THE PROBLEM
What follows is data; output all of it exactly as given.

DATASET EXCERPTS below:

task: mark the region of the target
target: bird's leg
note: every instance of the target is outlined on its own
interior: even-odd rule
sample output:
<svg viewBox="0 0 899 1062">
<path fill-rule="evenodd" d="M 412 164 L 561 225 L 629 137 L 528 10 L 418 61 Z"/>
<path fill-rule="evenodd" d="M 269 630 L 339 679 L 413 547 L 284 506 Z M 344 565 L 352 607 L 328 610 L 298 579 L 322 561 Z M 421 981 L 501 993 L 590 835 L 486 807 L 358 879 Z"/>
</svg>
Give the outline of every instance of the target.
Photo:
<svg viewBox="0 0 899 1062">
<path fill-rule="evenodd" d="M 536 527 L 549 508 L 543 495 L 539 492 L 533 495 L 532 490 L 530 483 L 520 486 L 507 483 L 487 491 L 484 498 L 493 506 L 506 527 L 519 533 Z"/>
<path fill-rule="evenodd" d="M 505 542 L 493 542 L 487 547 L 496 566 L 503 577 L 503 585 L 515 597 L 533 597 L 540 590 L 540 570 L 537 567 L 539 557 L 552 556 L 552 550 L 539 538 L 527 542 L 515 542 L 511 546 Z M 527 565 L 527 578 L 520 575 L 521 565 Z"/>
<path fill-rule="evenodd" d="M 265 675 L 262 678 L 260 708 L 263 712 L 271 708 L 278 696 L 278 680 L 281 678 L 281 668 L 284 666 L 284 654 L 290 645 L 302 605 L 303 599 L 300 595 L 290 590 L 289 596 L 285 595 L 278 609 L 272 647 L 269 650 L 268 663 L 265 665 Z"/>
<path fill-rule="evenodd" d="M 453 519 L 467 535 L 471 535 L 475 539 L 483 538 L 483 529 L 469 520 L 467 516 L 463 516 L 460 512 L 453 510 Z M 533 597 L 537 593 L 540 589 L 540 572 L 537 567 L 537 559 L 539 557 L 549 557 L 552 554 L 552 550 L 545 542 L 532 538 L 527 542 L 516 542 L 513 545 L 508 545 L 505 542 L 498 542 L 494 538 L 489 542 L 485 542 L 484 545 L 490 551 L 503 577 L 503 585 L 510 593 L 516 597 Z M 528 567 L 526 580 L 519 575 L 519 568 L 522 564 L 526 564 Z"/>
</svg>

End of DATASET EXCERPTS.

RESPONSE
task: mark the region of the target
target: bird's leg
note: every instance of the target is outlined on its own
interior: even-odd rule
sample output:
<svg viewBox="0 0 899 1062">
<path fill-rule="evenodd" d="M 412 164 L 561 225 L 629 137 L 528 10 L 418 61 Z"/>
<path fill-rule="evenodd" d="M 269 630 L 339 679 L 413 547 L 284 506 Z M 344 565 L 352 607 L 328 610 L 298 579 L 322 561 Z M 421 981 L 501 993 L 590 835 L 486 807 L 358 879 Z"/>
</svg>
Give the outline of every instance of the target.
Photo:
<svg viewBox="0 0 899 1062">
<path fill-rule="evenodd" d="M 536 527 L 549 508 L 543 495 L 539 492 L 533 495 L 532 490 L 530 483 L 520 486 L 507 483 L 487 491 L 484 498 L 493 506 L 506 527 L 519 533 Z"/>
<path fill-rule="evenodd" d="M 505 542 L 493 542 L 487 547 L 496 566 L 503 577 L 503 585 L 515 597 L 533 597 L 540 590 L 540 570 L 537 567 L 539 557 L 552 556 L 552 550 L 539 538 L 527 542 L 515 542 L 511 546 Z M 527 565 L 527 578 L 520 575 L 521 565 Z"/>
<path fill-rule="evenodd" d="M 265 675 L 262 678 L 260 708 L 263 712 L 271 708 L 278 696 L 278 680 L 281 678 L 281 668 L 284 666 L 284 654 L 290 645 L 302 605 L 303 599 L 300 595 L 290 590 L 289 596 L 285 595 L 278 609 L 272 647 L 269 650 L 268 663 L 265 665 Z"/>
<path fill-rule="evenodd" d="M 453 519 L 467 535 L 471 535 L 475 539 L 483 538 L 483 529 L 469 520 L 467 516 L 463 516 L 460 512 L 453 510 Z M 533 597 L 537 593 L 540 589 L 540 572 L 537 567 L 537 559 L 539 557 L 549 557 L 552 554 L 552 550 L 545 542 L 532 538 L 527 542 L 516 542 L 513 545 L 508 545 L 505 542 L 498 542 L 494 538 L 489 542 L 485 542 L 484 545 L 490 551 L 503 577 L 503 585 L 510 593 L 516 597 Z M 528 567 L 526 580 L 519 575 L 519 568 L 522 564 L 526 564 Z"/>
</svg>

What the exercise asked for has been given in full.